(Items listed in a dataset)
+++
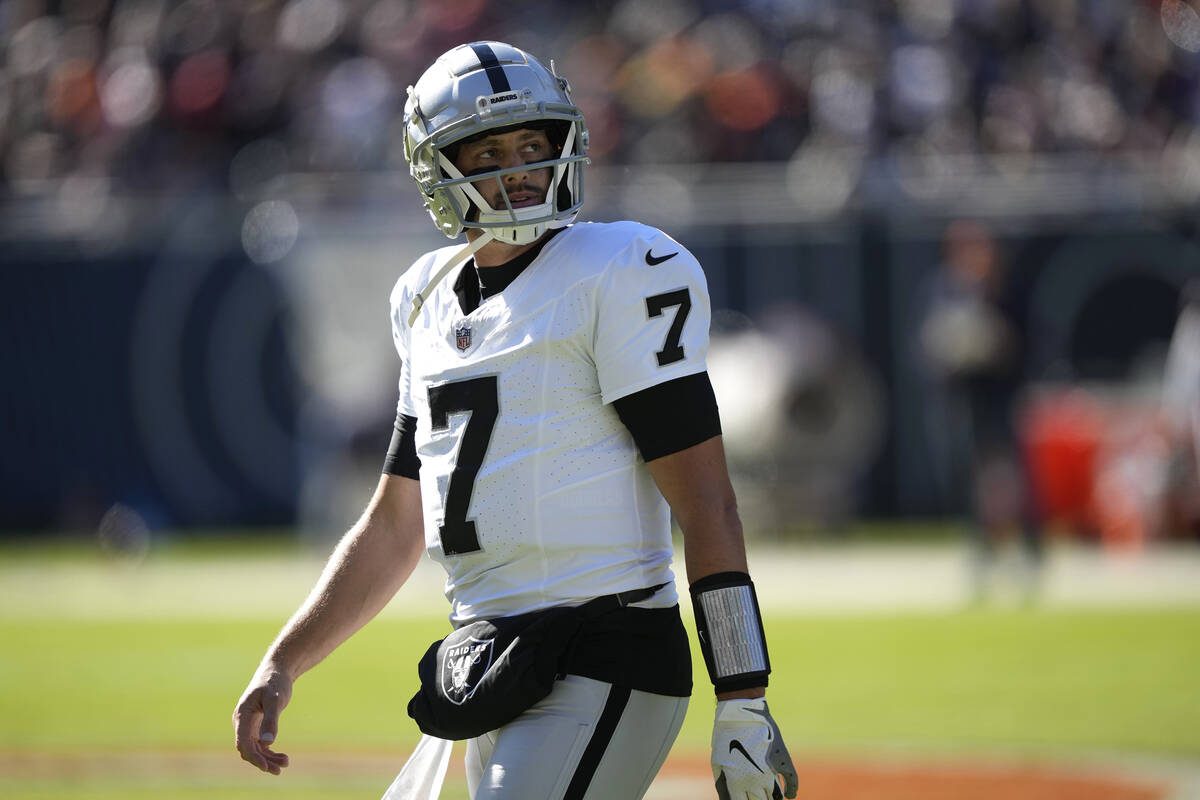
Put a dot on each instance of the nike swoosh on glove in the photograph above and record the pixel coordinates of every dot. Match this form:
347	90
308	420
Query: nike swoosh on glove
749	753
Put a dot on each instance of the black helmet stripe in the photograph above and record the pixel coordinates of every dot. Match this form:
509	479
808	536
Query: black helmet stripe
495	71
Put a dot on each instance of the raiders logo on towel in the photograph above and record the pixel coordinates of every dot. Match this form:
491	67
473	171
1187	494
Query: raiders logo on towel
463	667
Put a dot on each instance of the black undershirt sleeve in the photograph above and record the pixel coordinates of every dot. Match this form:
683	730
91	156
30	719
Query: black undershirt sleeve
402	451
671	416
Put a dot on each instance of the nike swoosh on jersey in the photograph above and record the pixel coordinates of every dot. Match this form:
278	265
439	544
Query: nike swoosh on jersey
737	745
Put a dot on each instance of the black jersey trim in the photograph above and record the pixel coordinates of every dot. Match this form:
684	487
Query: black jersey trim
473	287
495	71
401	457
671	416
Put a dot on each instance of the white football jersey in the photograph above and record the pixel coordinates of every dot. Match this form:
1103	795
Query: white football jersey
533	489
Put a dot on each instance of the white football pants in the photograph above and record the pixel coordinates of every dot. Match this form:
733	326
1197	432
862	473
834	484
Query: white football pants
586	740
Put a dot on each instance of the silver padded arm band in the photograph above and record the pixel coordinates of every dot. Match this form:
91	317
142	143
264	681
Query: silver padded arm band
730	627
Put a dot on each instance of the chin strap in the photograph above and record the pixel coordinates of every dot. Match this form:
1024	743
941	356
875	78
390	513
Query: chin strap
469	250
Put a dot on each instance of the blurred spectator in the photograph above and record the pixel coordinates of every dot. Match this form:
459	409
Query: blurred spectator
161	95
971	347
1181	414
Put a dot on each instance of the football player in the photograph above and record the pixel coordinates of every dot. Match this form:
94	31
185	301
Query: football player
553	411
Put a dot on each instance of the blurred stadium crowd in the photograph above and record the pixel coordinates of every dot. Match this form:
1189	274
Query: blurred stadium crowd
821	155
156	95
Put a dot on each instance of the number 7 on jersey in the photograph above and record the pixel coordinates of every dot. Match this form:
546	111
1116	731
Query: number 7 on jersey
671	349
480	398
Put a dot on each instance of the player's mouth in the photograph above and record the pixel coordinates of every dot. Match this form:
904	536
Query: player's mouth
521	199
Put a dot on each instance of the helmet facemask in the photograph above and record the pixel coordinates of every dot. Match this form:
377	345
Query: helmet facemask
456	100
514	226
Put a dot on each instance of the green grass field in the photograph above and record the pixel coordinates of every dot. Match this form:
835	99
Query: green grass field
107	707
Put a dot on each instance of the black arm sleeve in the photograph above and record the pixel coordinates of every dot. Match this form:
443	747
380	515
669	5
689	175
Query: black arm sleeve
402	451
671	416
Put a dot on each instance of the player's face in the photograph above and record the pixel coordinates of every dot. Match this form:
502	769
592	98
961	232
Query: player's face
504	150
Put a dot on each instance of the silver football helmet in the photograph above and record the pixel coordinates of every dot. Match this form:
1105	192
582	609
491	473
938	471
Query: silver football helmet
483	86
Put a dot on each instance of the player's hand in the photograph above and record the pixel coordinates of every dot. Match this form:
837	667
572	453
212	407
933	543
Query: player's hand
749	753
256	721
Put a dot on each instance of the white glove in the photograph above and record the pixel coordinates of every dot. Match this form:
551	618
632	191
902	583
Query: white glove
749	753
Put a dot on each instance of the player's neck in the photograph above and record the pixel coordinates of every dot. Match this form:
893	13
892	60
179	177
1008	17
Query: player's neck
497	253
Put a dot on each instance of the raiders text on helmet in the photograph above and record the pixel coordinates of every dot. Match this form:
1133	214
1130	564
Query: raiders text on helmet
481	86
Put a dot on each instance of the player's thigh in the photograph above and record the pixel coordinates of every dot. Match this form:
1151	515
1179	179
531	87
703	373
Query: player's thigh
587	740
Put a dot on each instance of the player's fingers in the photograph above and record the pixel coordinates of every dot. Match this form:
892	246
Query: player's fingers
791	783
246	720
274	701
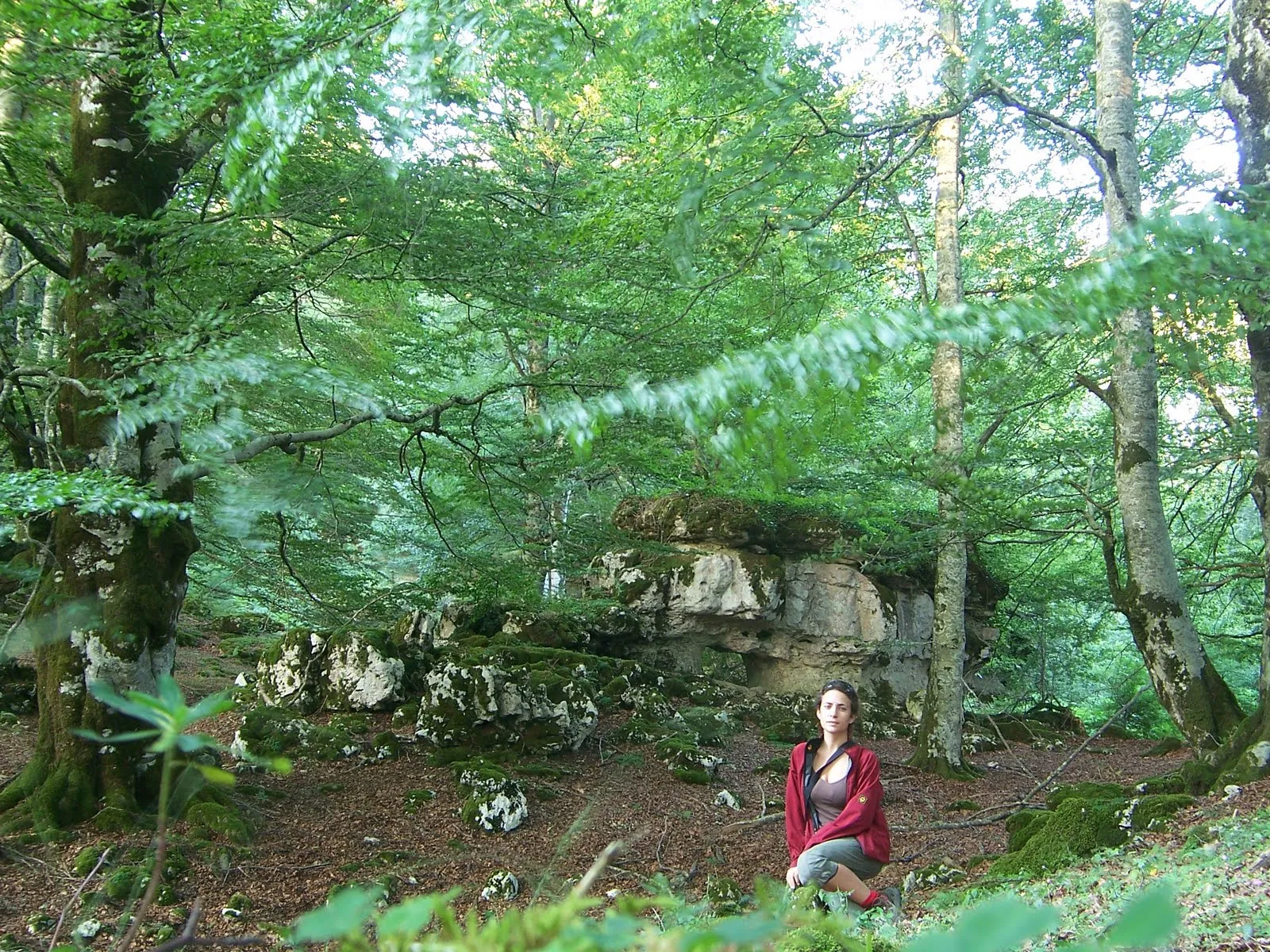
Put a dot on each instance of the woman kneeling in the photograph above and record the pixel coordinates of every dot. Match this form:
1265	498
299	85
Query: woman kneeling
833	819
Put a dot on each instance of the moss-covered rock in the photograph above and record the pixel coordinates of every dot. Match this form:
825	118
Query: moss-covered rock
709	725
1085	791
273	731
87	858
125	882
940	873
215	820
1166	747
724	895
1022	825
289	674
492	800
1043	841
687	761
387	746
698	517
362	670
1079	828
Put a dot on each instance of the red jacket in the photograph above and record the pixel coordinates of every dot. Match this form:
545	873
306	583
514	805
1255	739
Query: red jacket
863	816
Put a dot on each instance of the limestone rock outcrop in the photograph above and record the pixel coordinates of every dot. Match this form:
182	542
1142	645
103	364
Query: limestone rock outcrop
338	672
776	588
492	704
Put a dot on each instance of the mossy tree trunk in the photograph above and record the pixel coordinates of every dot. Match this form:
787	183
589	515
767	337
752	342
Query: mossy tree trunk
112	588
939	735
1246	757
1151	598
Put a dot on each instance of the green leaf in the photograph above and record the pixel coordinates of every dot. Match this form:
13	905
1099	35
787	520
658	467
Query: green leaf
135	704
343	914
413	916
216	774
999	926
1149	920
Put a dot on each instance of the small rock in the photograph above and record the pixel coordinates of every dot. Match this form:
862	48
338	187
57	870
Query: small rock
502	885
88	930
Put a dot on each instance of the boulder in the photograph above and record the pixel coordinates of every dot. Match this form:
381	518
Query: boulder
338	672
492	800
275	731
781	588
698	517
501	702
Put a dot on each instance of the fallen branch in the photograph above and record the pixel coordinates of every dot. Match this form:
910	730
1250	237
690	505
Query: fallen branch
188	937
101	860
611	852
1089	740
757	822
1007	810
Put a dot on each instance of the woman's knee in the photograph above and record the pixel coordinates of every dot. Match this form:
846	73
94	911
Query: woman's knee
813	867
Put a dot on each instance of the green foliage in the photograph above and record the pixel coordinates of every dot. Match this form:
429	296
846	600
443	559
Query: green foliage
29	493
432	923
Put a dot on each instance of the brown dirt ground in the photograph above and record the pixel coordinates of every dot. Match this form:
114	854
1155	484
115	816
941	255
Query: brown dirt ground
344	822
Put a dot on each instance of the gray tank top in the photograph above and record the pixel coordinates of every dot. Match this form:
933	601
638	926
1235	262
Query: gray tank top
829	800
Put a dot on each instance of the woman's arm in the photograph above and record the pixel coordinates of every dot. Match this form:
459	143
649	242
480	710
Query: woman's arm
795	822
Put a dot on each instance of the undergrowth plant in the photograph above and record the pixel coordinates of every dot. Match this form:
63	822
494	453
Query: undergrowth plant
432	923
171	736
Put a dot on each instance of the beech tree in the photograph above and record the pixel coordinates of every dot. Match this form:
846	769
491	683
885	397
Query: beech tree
939	734
1151	594
1246	755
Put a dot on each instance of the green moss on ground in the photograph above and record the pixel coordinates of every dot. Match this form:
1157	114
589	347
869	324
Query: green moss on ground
210	819
1085	791
1079	827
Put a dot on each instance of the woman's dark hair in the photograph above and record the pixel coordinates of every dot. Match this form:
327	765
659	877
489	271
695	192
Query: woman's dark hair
846	689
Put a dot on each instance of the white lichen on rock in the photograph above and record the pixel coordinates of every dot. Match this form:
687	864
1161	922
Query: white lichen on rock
361	677
503	704
495	801
502	885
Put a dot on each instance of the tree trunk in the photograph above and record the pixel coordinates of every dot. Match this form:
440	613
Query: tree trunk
939	736
1246	757
1153	600
112	587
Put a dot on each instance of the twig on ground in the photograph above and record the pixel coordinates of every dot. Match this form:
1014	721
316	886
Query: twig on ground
757	822
1089	740
666	829
188	937
996	814
611	852
79	892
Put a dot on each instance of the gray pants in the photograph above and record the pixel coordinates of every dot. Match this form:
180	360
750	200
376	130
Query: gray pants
821	862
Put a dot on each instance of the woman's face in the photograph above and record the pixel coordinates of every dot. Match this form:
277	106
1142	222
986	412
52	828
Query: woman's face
835	712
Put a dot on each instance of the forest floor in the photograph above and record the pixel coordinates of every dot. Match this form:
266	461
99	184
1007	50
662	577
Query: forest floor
329	824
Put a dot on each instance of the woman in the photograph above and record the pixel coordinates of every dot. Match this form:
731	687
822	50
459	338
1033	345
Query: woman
833	819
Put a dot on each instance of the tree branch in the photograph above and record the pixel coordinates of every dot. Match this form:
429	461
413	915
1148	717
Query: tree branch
289	440
37	248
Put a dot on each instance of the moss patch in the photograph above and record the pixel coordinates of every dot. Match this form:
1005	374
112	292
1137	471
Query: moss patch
209	820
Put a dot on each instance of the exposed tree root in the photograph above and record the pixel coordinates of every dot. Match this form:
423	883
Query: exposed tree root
48	800
1246	754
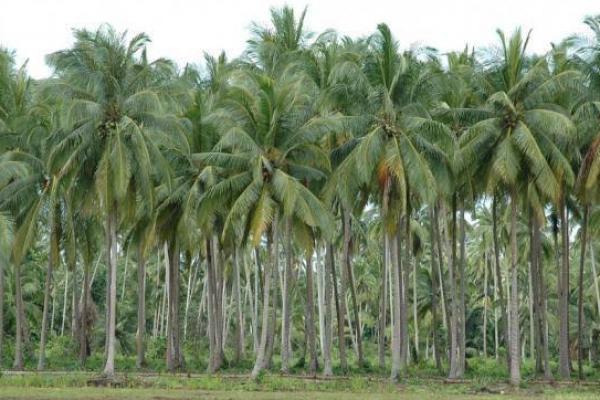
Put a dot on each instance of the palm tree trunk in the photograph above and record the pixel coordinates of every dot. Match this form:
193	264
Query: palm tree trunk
2	267
434	290
584	228
64	313
383	300
311	334
595	276
286	351
350	280
18	361
111	230
455	368
268	275
563	299
513	305
340	305
485	302
320	297
498	273
174	361
141	312
239	332
396	309
52	258
328	311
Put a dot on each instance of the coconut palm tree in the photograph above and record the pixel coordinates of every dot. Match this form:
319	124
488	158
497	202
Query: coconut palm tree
114	109
519	137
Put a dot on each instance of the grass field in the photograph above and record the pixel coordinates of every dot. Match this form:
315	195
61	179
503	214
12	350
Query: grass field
77	385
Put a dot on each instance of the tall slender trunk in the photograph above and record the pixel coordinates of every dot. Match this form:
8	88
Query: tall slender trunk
2	267
396	309
111	232
311	334
595	275
328	311
320	296
259	364
383	301
415	300
286	331
239	323
141	312
347	277
498	273
584	228
64	313
174	360
563	297
485	301
52	260
434	290
340	303
513	305
18	361
455	365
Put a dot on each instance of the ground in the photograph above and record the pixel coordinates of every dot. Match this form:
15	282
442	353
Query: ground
79	385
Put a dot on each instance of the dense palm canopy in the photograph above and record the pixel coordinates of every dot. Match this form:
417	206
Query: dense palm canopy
+++
Copy out the lines from the line containing "Put a dot on each instance of the grass" to the end of the listing above, without alteration.

Put a dot on each instance of the grass field in the photograph above and record the pixel coordinates of every dot. Match this form:
315	195
61	179
503	214
12	350
Query: grass field
77	385
Put a dot on each instance of the tall slender trunk in the photograph above and record the pixel coordinates of every dot. Match this form:
8	88
Query: tall slender trunk
2	267
396	309
111	232
311	334
595	275
328	311
320	296
259	364
383	301
415	300
286	331
239	323
141	312
347	277
498	273
584	228
64	313
174	360
563	297
485	301
52	260
434	290
340	303
513	305
18	361
455	365
Put a dot on each instance of the ground in the photograph above and record the pixel coordinates of every dot. Match this form:
15	282
442	353
Query: ground
79	385
Put a dot on each instance of the dense palm canopy in the photograph above and record the pixel coordinates of every dot. Match this form:
417	206
Query: dense palm canopy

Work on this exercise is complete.